(Exercise prompt)
Repeat the records in full, exactly.

(Records drawn from a dataset)
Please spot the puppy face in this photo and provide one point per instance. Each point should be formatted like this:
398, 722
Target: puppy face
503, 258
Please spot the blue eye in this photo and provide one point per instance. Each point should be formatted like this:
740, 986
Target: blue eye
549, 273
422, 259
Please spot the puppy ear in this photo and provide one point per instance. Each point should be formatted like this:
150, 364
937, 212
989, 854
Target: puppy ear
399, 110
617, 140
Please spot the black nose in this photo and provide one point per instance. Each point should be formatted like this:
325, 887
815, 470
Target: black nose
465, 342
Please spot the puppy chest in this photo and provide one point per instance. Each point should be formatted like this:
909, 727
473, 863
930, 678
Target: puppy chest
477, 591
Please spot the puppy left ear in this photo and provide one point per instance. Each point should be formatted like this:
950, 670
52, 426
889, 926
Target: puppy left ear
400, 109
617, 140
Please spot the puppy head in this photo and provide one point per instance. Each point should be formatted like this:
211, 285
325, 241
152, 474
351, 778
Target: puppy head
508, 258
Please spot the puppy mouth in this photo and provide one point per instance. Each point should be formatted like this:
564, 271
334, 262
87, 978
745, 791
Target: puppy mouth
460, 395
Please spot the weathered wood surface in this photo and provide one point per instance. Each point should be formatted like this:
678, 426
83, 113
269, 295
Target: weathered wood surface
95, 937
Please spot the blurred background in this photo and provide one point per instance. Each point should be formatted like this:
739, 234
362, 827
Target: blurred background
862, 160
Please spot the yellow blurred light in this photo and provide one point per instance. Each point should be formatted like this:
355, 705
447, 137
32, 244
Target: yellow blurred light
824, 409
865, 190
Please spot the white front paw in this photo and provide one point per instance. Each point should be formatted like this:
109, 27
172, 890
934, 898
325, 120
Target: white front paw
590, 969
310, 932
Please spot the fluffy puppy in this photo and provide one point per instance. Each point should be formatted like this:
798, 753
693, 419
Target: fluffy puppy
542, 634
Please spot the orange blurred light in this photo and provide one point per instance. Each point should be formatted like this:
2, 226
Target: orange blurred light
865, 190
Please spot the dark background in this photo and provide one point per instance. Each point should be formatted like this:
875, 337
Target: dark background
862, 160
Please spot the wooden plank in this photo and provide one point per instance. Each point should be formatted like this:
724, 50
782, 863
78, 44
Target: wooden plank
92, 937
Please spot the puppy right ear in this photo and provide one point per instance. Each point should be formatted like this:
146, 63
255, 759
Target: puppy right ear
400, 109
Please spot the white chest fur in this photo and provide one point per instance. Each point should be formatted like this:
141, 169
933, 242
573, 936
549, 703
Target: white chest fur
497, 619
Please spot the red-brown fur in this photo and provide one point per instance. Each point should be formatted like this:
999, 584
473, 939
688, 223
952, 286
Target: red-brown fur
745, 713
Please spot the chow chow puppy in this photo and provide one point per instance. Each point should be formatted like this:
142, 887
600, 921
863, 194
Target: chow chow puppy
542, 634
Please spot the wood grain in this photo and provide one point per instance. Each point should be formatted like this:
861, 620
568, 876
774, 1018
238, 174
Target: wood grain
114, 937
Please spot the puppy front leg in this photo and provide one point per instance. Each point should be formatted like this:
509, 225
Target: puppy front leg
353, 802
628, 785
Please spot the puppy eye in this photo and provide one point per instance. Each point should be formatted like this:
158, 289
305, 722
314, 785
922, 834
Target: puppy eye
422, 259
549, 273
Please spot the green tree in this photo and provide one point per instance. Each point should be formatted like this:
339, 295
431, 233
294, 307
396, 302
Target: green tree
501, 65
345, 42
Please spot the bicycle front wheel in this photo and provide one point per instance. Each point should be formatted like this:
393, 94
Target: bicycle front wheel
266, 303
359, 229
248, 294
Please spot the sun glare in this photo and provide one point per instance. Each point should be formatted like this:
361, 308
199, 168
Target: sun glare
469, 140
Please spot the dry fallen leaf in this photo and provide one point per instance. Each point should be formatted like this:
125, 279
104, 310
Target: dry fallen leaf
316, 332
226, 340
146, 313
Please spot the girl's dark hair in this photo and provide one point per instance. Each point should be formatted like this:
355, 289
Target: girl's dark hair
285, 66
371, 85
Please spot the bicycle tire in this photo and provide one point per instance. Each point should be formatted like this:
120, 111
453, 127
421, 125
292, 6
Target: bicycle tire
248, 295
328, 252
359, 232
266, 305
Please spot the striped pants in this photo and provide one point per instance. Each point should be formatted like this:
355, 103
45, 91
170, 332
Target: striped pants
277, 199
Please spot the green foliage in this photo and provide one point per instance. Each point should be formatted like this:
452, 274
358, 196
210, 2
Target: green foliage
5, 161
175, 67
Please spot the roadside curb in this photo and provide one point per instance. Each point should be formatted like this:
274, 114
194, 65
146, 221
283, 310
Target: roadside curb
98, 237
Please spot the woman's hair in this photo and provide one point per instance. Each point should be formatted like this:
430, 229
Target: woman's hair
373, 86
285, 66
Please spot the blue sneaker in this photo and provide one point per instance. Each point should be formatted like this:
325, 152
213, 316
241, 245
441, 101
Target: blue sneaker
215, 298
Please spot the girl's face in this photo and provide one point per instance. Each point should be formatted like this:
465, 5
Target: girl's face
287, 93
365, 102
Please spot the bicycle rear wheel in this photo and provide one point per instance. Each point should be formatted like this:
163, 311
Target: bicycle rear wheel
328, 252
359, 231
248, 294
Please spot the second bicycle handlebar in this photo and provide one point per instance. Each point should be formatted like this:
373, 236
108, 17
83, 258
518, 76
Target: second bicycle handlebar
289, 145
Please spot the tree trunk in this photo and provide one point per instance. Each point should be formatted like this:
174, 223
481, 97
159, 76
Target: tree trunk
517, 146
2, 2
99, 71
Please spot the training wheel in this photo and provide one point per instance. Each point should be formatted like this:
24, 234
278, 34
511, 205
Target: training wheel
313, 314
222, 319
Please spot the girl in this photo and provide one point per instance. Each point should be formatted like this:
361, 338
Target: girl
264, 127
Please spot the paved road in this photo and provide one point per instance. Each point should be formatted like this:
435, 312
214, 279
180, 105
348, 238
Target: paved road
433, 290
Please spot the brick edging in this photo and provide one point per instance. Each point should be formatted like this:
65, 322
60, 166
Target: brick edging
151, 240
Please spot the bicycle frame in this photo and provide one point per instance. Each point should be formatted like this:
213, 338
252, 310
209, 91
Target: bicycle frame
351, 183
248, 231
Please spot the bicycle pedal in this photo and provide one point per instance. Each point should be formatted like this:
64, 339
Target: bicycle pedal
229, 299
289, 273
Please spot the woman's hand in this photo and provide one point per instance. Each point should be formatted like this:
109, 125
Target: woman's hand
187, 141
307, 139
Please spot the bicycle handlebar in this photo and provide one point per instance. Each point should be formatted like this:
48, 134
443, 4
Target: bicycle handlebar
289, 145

(Response area)
Please spot the puppy face in this photo and provide one point per instance. Each point should be formatted like this:
398, 722
Target: puppy face
503, 258
Please spot the blue eye in this photo and provide one point per instance. Each point should be formatted like this:
740, 986
Target: blue eye
549, 273
422, 259
Please spot the puppy ear in this photo and provide one point per instance. Each point should be formatted like this:
150, 364
937, 212
989, 854
Target: puppy ear
399, 110
617, 140
Please spot the black nose in this photo and provide one point per instance. Each point should be formatted like this:
325, 887
815, 470
Target: black nose
465, 342
Please spot the puppy chest in this photo and provide one point per instance. Each point should be formatted like this:
909, 727
473, 863
930, 678
Target: puppy chest
477, 591
Please spot the puppy left ear in this photo and provide one point per instance. Each point should be formatted like this:
950, 670
52, 426
889, 926
Target: puppy left ear
400, 109
617, 140
Please spot the puppy head in this photo and provide one point per instance. Each point should be formatted like this:
211, 285
325, 241
152, 474
351, 778
Target: puppy head
508, 258
Please spot the puppy mouth in this photo and provide one point per instance. Each point should be formatted like this:
564, 271
334, 262
87, 978
745, 791
Target: puppy mouth
460, 395
Please spot the weathered wood surface in this photo and provide one point per instance. Each point should be formatted like this:
678, 426
83, 113
269, 295
Target: weathered wood surface
95, 937
Please spot the blurred background in this photo and provide one point per instance. Each point should be formatted like this:
739, 234
362, 827
Target: blurred background
862, 160
Please spot the yellow blurred light in this photo and provide one point per instance. Each point should be formatted like this:
355, 705
447, 137
32, 244
Target: yellow blurred light
824, 409
865, 190
Please spot the white front paw in this photo and provide one point per instance. Each point should be formatted like this:
109, 27
172, 890
934, 898
325, 120
Target: white front paw
590, 969
310, 932
Please spot the fluffy puppy in this photo and provide one point per instance. Each point should be formatted like this:
798, 753
693, 419
Target: fluffy puppy
542, 634
Please spot the orange blurred light in this photo and provide one point per instance. Each point should be formatted like this:
2, 226
Target: orange blurred light
865, 190
Please spot the dark background in this photo and provide one point per instance. Each point should be formatted like this:
875, 337
Target: dark background
862, 160
Please spot the wooden plank in this photo and provide one point per instance. Each point should be formatted like this:
724, 50
782, 863
78, 44
Target: wooden plank
92, 937
Please spot the puppy right ear in this photo and provide one point per instance. Each point should be formatted like this:
146, 63
255, 759
Target: puppy right ear
400, 109
Please spot the white chest fur in this photo and provide one point per instance. Each point should be formatted like this:
141, 169
933, 242
573, 936
549, 703
Target: white chest fur
497, 619
Please spot the red-brown fur in this photo and provide one point per instance. Each point should be formatted like this:
999, 584
473, 939
688, 223
952, 286
Target: red-brown fur
745, 713
Please spot the chow chow puppy in this photo and provide one point per instance. Each point should be formatted like this:
142, 887
600, 921
863, 194
Target: chow chow puppy
542, 634
Please spot the wood grain in this photo and provide one point per instance. Each point should be formatted like this:
861, 620
568, 876
774, 1018
238, 174
Target: wood grain
114, 937
Please spot the puppy front leg in this photo and provide one point per instance. Each point should be formatted like this:
509, 225
Target: puppy front leg
353, 802
628, 785
Please spot the puppy eye in this photo and provide one point per instance. Each point should be formatted like this:
158, 289
305, 722
314, 785
922, 834
Target: puppy eye
422, 259
549, 273
Please spot the green tree in this photo and provide one point per instance. Each point should be formatted like this:
339, 295
431, 233
294, 307
396, 302
Target: green tree
501, 65
345, 42
Please spot the bicycle front wheel in this photo and provide one point per instance. Each point should be formatted like this:
393, 94
Target: bicycle front wheel
266, 303
359, 229
248, 294
Please spot the sun glare in this photo and provide one point per instance. Each point should be formatted like this:
361, 308
199, 168
Target: sun glare
469, 140
Please spot the dry fallen leaf in this photo and provide one point per instance. Each point should be formatted like this:
125, 279
104, 310
Target: dry fallen leaf
316, 332
226, 340
146, 313
Please spot the girl's dark hair in this photo and provide one point per instance. Each point should be formatted like this:
355, 289
Target: girl's dark hair
285, 66
371, 85
Please spot the bicycle tire in this photo and provide one point per instance. Each point should be formatted like this:
120, 111
453, 127
421, 125
292, 6
Target: bicycle tire
248, 295
328, 252
359, 232
266, 305
Please spot the striped pants in this photo and provide one point per instance. Each point should be formatted like this:
355, 103
45, 91
170, 332
Target: striped pants
277, 199
Please spot the green foliage in this photo and provide one point per instance. Each point should be formatted like this:
452, 274
358, 196
210, 2
Target: green foliage
5, 161
175, 67
Please spot the roadside curb in this photo and provide one point per instance. Each point should be formatted like this:
274, 114
194, 65
146, 221
283, 310
Target: roadside curb
98, 237
Please spot the woman's hair in this photo and provide one point per instance. Each point should be formatted like this:
430, 229
Target: woman's hair
373, 86
285, 66
Please spot the blue sneaker in this photo and provide one point per instance. Each point should be formatted like this:
325, 152
213, 316
241, 245
441, 101
Target: blue sneaker
215, 298
Please spot the girl's face in this photo and provide one point per instance. Each point should be formatted like this:
465, 5
Target: girl's face
287, 93
365, 102
Please spot the bicycle rear wheel in this photo and provide one point per instance. Each point should be formatted like this:
163, 311
Target: bicycle rear wheel
328, 252
359, 231
248, 294
Please spot the second bicycle handlebar in this photo and provide one point per instance. Each point should be formatted like this:
373, 236
108, 17
83, 258
518, 76
Target: second bicycle handlebar
289, 145
Please spot the tree trunk in this photo and provide one point per instance. Each point should be formatted like this:
174, 223
481, 97
159, 76
Target: tree trunk
517, 146
2, 2
99, 71
Please spot the training wheel in this photo and provide one point per instance. Each point should be formatted like this:
24, 234
278, 34
511, 205
Target: training wheel
313, 314
222, 319
Please spot the girl in this photo and provide one point per instance. Each point should be formatted like this:
361, 338
Target: girl
264, 127
Please spot the paved road in this photo and provide one point per instance. Each point should be formatted like this:
435, 312
214, 279
180, 105
348, 238
Target: paved road
433, 290
Please spot the brick edging in this photo and provide one point per instance. Each point should be formatted like this:
65, 322
60, 166
Target: brick edging
151, 240
Please spot the bicycle frame in this photo and provide one point per instance. Each point should be formatted like this:
213, 338
252, 310
209, 91
Target: bicycle frame
351, 183
248, 231
Please spot the bicycle pedal in this photo and provide one point per instance. Each point should be formatted like this:
64, 339
Target: bicycle pedal
229, 299
289, 273
Please spot the woman's hand in this photo and provide one point per instance. Each point should be formatted like this:
109, 125
Target: woman's hand
187, 141
307, 139
Please spot the bicycle handlebar in this photo and provide one point per instance. Each point should be formatted like this:
48, 134
443, 4
Target: bicycle handlebar
289, 145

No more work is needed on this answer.